- [DATASET EXTRACT]:
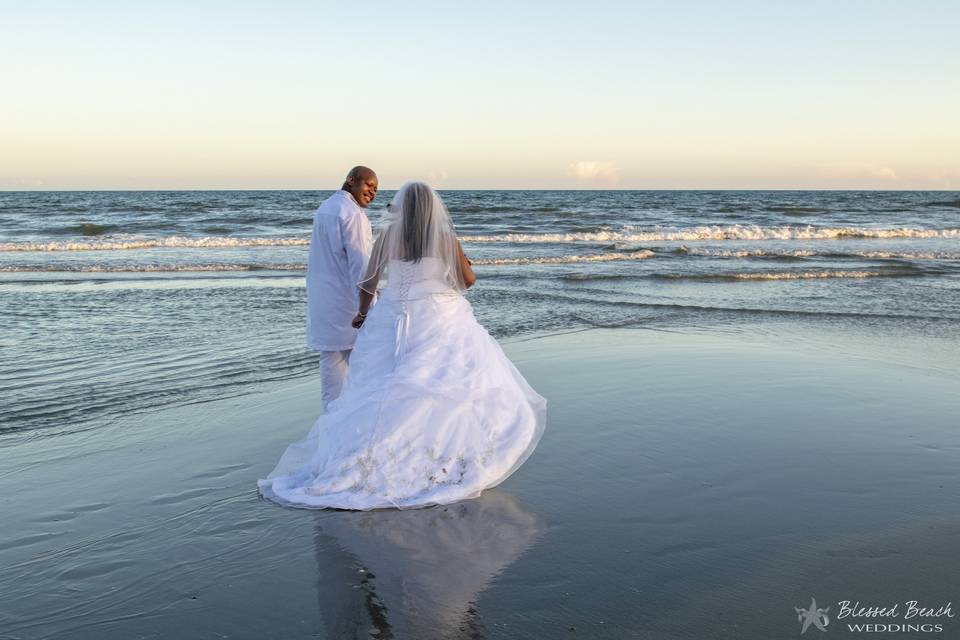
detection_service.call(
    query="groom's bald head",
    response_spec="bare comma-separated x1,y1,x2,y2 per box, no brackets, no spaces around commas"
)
340,165,380,208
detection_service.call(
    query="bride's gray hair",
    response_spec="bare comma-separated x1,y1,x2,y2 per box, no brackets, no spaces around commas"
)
400,182,434,262
357,182,467,293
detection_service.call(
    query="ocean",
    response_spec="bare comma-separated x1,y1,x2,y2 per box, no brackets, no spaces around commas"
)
0,191,960,446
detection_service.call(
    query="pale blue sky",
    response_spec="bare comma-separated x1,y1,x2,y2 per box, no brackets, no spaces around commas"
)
0,1,960,189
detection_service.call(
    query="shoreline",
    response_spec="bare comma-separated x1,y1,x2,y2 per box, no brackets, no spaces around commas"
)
0,327,960,639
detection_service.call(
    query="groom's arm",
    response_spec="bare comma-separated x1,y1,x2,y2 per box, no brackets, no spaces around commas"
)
340,215,372,298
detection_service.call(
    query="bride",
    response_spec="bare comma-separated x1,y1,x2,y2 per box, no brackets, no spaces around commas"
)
259,182,546,510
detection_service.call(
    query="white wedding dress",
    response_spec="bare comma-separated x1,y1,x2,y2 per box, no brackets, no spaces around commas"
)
259,257,546,510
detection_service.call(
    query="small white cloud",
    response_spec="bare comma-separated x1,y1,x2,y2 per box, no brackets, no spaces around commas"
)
822,162,899,181
567,160,620,186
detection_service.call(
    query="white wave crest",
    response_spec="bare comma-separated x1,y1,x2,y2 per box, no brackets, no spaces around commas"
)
473,249,654,266
656,270,903,280
0,236,310,251
0,263,307,273
463,225,960,244
679,246,960,260
734,271,892,280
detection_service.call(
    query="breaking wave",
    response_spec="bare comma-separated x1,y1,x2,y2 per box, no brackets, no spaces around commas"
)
650,270,920,282
0,236,310,251
462,225,960,244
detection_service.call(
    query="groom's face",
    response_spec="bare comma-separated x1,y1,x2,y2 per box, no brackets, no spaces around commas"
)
347,171,379,208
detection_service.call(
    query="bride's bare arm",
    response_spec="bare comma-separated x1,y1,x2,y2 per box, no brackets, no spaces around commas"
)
457,240,477,289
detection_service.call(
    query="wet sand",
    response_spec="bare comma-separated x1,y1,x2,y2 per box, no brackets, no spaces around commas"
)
0,328,960,640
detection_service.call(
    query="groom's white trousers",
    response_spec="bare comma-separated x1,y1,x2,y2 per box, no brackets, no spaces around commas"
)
320,349,352,413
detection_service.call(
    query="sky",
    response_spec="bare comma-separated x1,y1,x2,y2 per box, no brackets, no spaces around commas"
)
0,0,960,190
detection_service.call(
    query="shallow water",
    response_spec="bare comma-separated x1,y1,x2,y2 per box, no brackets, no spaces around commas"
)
0,324,960,640
0,191,960,446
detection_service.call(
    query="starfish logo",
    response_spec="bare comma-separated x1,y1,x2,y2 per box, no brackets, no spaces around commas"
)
793,598,830,635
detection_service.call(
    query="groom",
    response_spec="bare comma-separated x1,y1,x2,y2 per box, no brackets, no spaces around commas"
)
307,167,378,411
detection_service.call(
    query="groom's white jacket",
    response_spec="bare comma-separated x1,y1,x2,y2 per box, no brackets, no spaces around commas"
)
307,189,373,351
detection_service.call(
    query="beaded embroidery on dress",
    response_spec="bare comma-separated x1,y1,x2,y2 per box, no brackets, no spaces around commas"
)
259,184,546,510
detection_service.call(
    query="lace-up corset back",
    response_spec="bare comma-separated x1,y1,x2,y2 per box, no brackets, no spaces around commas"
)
380,258,457,300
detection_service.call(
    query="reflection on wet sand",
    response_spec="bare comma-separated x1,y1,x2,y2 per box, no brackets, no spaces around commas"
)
314,490,544,640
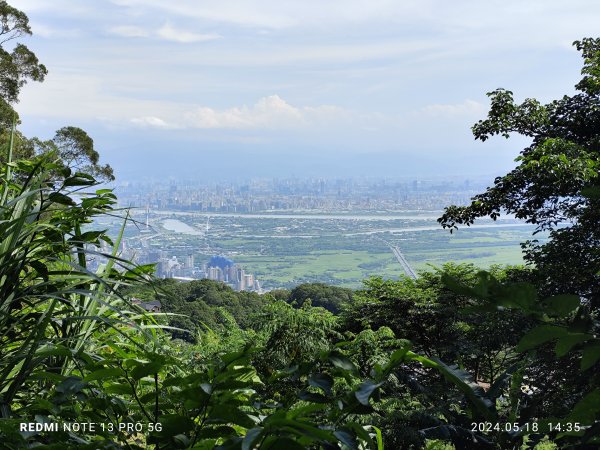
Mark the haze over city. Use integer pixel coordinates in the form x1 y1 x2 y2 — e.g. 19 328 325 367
12 0 600 181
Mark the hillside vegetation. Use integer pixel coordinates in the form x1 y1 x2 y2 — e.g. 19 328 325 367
0 2 600 450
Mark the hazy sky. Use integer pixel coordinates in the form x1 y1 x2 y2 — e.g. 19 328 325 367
9 0 600 180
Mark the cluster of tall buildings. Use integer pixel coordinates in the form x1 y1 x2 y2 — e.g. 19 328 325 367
119 179 485 213
206 256 261 292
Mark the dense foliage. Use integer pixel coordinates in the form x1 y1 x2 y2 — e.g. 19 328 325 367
0 2 600 450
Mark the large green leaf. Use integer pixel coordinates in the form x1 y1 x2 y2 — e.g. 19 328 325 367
517 325 567 352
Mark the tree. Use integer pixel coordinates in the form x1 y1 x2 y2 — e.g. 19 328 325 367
0 1 48 128
288 283 352 314
0 1 115 182
438 38 600 308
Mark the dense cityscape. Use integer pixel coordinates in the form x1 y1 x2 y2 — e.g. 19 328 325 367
117 178 484 213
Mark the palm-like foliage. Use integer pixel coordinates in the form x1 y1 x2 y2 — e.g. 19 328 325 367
0 135 152 417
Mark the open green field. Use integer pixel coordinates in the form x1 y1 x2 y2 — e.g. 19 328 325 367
113 213 543 289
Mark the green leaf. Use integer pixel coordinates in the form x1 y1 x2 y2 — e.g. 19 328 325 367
48 192 76 206
83 368 123 381
130 355 165 380
554 333 593 358
354 380 383 405
56 377 87 394
207 404 256 428
542 294 581 317
581 340 600 370
333 429 358 450
150 414 196 438
329 352 357 373
63 174 96 187
517 325 567 352
308 373 333 395
242 427 264 450
298 391 329 403
261 437 306 450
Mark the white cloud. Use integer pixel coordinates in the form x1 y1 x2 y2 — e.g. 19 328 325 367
108 25 150 37
108 22 221 44
421 99 486 118
184 95 358 129
157 22 221 44
130 116 178 129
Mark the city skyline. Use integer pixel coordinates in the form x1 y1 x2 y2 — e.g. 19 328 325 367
12 0 600 180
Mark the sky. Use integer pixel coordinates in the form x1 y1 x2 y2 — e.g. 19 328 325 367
9 0 600 181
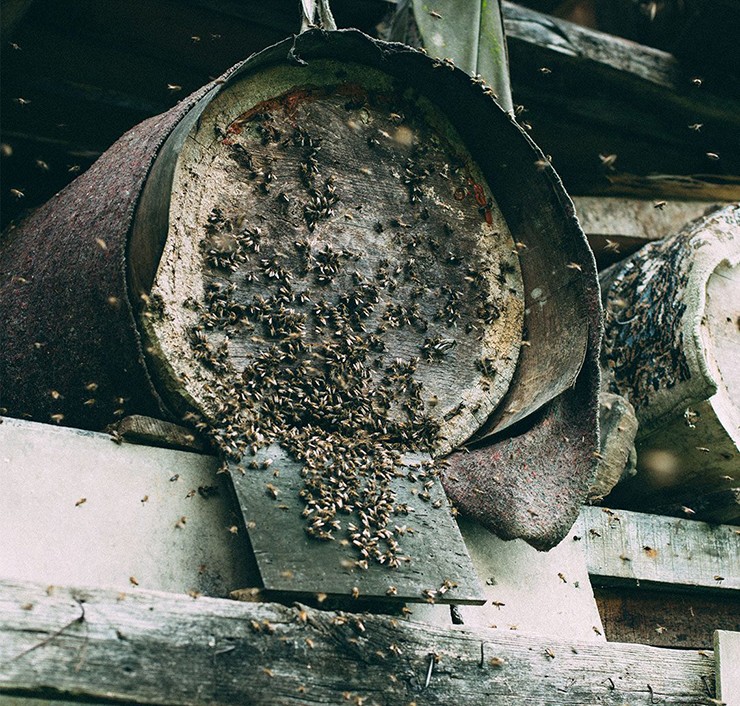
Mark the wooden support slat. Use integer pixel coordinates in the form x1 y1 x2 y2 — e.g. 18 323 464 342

- [TASK DETAILS]:
Update all of the rows above by replacing "Use integer pixel coordinates" with "Give whole-number pixel coordinates" wherever it appears, and keep everything else the same. Leave out the pictures.

- [RESULT OF THE EXERCISE]:
detection_service.call(
    query="groom's bald head",
    response_spec="bare comma-separated x1,y1,x2,y2 per box, no brackets, no spaces around commas"
)
340,165,380,208
detection_service.call(
    query="bride's gray hair",
    response_spec="bare comma-separated x1,y1,x2,y2 per box, no brackets, no spaces around commas"
)
400,182,434,262
357,182,467,293
detection_service.call(
    query="ocean",
    response_spec="bare comma-separated x1,y1,x2,y2 per box, no brackets, no spaces around commas"
)
0,191,960,446
detection_service.call(
    query="pale blue sky",
    response_spec="bare comma-separated x1,y1,x2,y2 per box, no brackets, no spaces around commas"
)
0,1,960,189
detection_service.call(
    query="shoreline",
    response_spec="bare comma-separated x1,y1,x2,y2 per box, no brackets, no spaces around commas"
)
0,327,960,639
detection_service.call(
    query="groom's arm",
    response_spec="bare comma-separated x1,y1,x2,y2 per box, no brackets, no spaces around commas"
)
340,215,372,298
detection_service.call(
    query="bride",
    response_spec="bare comma-separated x1,y1,x2,y2 per box, no brackets, no spaces around commas"
)
259,182,546,510
detection_service.call(
    query="white wedding dress",
    response_spec="bare comma-separated x1,y1,x2,y2 per box, no brackets, no spaces around commas"
)
259,257,546,510
detection_service.call(
    query="small white cloud",
    response_spec="bare comma-separated x1,y1,x2,y2 per box, no brackets, no spaces around commas"
)
822,162,899,181
567,160,620,186
detection_service.call(
    query="white wave crest",
    response_spec="bare comma-separated x1,y1,x2,y2 per box, no brackets, no spaces around commas"
)
473,249,654,266
656,270,903,280
0,236,310,251
0,263,307,273
463,225,960,244
679,246,960,260
734,271,892,280
detection_service.call(
    query="breaking wave",
    response_spec="bare comma-separated x1,y1,x2,y2 per box, no brackets, no spaces around commas"
)
650,270,920,282
0,236,310,251
462,225,960,244
detection_service.call(
    query="groom's face",
    response_spec="bare comma-separated x1,y1,x2,y2 per box, no brackets, no spaces around commas"
)
347,171,379,208
detection_service.call(
    query="bride's bare arm",
    response_spec="bare comma-separated x1,y1,x2,y2 per box, no brackets, no spaces around commas"
)
457,240,477,289
detection_service.call(
    query="wet sand",
    response_spec="bare comma-separated x1,y1,x2,y2 per box, no brackets, no spaces around commas"
)
0,328,960,640
detection_service.call(
    query="groom's white trousers",
    response_spec="bare comma-separated x1,y1,x2,y2 per box, no brackets, no spaces around commas"
)
320,349,352,413
detection_service.call(
    query="sky",
    response_spec="bare comma-separated x1,y1,x2,y2 per box, no brackets, no spaces around commas"
)
0,0,960,190
detection_service.call(
    query="shallow water",
    response_spec="bare comma-separated x1,y1,x2,y2 per box, no brackets, no spaces around commas"
)
0,324,960,640
0,191,960,446
detection_service.call(
    query="starfish logo",
    response_spec="bare comma-separated x1,y1,x2,y2 per box, no brackets, no spaces around commas"
)
793,598,830,635
detection_service.call(
    query="groom",
    response_spec="bare comma-separated x1,y1,x2,y2 per box, no brackets, no spaces around commas"
)
307,167,378,411
detection_service.call(
    query="groom's white jacket",
    response_spec="bare comma-separated x1,y1,x2,y2 per box, no brackets, no spaces around commas"
)
307,189,373,351
detection_service.call(
    query="beaded embroidery on dress",
    response_spec="bare comma-separated x1,y1,x2,y2 per box, no brackets, no spaces around commas"
)
259,184,546,510
detection_service.call(
    query="lace-up corset back",
    response_spec="bare comma-separated x1,y1,x2,y2 per box, no brackets, no spaces around commas"
)
380,258,457,300
detection_service.call(
    query="reflection on wet sand",
    response_spec="bare comma-separated x1,y1,x2,y2 per box, no brackets, no spaces around commas"
)
314,490,544,640
Mark the haze over city. Give whole-number pixel coordinates in the form x1 y1 x2 y2 — e.g. 19 328 325 367
12 0 600 181
Mark the hillside vegetation. Give whole-number pixel coordinates in the form x1 y1 x2 y2 — e.g. 19 328 325 367
0 2 600 450
Mark the hazy sky. Give whole-number pixel coordinates in the form x1 y1 x2 y2 — e.g. 19 328 325 367
9 0 600 180
Mark the cluster of tall buildings. Give whole-number pixel coordinates in the form x1 y1 x2 y2 — e.g. 19 328 325 367
119 179 485 213
206 256 261 292
Mark the dense foliage. Give whole-number pixel coordinates in the form x1 y1 x2 y2 — e.g. 19 328 325 367
0 2 600 450
Mark the large green leaf. Give whole-number pixel coordinates in the form x1 y1 x2 y2 — e.g. 19 328 325 367
517 325 567 352
Mark the tree. Give whole-number pixel coordinates in the form x1 y1 x2 y2 — e.g. 19 328 325 367
0 1 48 128
288 283 352 314
0 1 115 182
438 38 600 308
Mark the dense cityscape. Give whole-number pixel coordinates in the form x1 y1 x2 y2 — e.g. 19 328 325 367
117 178 484 213
Mark the palm-like foliage. Give whole-number pixel coordinates in the form x1 y1 x2 y2 — e.g. 19 328 325 367
0 135 152 417
Mark the open green field. Give whole-number pixel coordinates in the form x1 y1 x2 y2 — e.g. 19 328 325 367
113 213 543 289
Mark the green leaf. Give whole-number pixel coordinates in the form x1 y1 x2 y2 — e.g. 19 328 325 367
48 192 76 206
83 368 123 381
130 355 165 380
554 333 593 358
354 380 383 405
56 377 87 394
207 404 256 428
542 294 581 317
581 340 600 370
333 429 358 450
150 414 196 438
329 352 357 373
63 174 96 187
517 325 567 352
308 373 333 395
242 427 264 450
298 391 329 403
261 437 306 450
Mark the white cloud. Give whole-number pixel coordinates in the form x1 y1 x2 y2 — e.g. 19 328 325 367
108 25 150 37
108 22 221 44
421 99 486 118
184 95 358 129
157 22 221 44
130 116 178 129
Mark the city skyline. Give whole-number pixel coordinates in the form x1 y1 x2 y2 — e.g. 19 328 325 367
12 0 600 180
Mark the sky. Give whole-number pixel coordinates in the form x1 y1 x2 y2 — e.g. 19 328 325 367
9 0 600 181
Mark the wooden support slat. Give whole-number pixel coordinates in the form x1 y1 x2 y2 — e.g. 18 323 464 342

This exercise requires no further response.